## [Exercise goal]
Write out once more the lines running from the top of the entries below to the line with "89, row 511.", both ends included.

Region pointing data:
——

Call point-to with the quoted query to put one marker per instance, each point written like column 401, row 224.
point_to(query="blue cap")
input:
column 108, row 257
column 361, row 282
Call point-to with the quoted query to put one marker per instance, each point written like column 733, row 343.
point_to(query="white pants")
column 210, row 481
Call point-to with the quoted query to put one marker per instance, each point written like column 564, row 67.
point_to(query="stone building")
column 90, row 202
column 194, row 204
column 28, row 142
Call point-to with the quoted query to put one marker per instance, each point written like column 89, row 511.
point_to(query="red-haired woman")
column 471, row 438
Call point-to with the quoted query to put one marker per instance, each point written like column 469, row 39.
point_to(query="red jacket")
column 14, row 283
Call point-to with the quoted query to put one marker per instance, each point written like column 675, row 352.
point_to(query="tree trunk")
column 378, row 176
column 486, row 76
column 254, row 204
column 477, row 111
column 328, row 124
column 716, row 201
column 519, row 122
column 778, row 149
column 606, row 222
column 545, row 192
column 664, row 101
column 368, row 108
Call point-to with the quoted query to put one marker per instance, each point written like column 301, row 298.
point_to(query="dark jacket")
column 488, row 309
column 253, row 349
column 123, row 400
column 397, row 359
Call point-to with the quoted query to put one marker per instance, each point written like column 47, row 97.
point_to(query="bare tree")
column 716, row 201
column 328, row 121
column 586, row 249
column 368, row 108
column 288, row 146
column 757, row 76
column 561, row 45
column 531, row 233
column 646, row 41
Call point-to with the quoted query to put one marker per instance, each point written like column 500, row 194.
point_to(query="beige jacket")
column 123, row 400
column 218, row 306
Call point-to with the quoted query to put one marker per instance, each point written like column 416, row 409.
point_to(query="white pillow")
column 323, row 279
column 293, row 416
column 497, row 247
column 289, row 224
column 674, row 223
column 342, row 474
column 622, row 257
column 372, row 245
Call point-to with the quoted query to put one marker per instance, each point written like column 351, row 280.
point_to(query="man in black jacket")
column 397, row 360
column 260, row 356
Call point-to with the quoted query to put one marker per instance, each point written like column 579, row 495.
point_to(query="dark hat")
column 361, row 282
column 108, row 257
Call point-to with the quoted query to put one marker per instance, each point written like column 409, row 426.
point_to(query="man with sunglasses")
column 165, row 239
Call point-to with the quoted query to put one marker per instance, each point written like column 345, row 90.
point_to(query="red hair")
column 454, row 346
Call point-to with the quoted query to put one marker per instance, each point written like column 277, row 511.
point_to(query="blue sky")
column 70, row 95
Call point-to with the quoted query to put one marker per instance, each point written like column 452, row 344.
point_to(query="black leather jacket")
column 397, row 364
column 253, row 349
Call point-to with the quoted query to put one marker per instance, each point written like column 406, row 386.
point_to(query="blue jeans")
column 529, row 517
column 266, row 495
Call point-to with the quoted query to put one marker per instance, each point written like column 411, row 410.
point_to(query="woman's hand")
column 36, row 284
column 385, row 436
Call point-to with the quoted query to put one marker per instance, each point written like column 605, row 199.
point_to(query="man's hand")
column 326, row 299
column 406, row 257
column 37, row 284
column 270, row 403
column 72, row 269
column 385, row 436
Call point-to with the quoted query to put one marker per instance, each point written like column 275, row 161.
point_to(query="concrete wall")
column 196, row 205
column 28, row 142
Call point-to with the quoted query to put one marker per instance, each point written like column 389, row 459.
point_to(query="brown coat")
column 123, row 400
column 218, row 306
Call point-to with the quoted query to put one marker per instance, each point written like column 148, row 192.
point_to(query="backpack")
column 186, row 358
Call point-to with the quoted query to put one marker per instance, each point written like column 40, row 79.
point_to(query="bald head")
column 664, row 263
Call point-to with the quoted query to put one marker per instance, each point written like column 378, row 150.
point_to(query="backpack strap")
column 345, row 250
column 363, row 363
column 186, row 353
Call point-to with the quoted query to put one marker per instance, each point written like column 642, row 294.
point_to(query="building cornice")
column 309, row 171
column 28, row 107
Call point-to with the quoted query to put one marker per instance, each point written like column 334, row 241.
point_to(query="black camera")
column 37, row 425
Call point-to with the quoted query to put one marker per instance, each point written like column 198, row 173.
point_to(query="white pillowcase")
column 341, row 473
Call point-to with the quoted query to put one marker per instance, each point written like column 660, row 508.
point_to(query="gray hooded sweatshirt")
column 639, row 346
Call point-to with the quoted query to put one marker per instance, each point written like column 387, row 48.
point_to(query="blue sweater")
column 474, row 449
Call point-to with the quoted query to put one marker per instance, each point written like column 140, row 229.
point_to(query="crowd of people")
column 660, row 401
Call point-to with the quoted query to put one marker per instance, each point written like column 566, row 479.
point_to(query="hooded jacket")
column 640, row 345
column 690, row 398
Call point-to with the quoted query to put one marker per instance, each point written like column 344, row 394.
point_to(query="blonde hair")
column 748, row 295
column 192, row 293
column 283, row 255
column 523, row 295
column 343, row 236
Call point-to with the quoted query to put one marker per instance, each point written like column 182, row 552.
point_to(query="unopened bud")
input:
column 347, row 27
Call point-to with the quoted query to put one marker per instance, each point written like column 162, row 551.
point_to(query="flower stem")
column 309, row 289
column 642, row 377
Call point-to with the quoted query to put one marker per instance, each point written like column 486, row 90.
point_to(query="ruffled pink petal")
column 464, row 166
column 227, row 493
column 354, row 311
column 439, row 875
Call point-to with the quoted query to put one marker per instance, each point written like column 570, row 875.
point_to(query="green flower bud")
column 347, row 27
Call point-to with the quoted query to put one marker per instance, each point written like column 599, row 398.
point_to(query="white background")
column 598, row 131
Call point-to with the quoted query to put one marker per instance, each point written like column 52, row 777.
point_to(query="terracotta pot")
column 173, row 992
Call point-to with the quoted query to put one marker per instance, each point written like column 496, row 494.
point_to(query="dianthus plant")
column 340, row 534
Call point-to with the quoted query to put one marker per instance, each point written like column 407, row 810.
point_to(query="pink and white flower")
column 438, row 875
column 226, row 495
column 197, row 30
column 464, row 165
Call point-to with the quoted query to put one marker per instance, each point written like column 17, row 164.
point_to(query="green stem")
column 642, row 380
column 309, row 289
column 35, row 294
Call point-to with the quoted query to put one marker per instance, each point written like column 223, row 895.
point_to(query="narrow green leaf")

——

## [Solution]
Call point-to with the quoted query to put one marker per instance, each point written like column 401, row 224.
point_to(query="blue cap")
input:
column 108, row 257
column 361, row 282
Call point-to with the quoted query to put one marker per instance, each point written like column 733, row 343.
point_to(query="white pants")
column 210, row 481
Call point-to with the quoted query to put one marker per instance, each point written like column 564, row 67.
point_to(query="stone building")
column 90, row 202
column 194, row 204
column 28, row 142
Call point-to with the quoted query to put one marker per instance, each point written like column 89, row 511.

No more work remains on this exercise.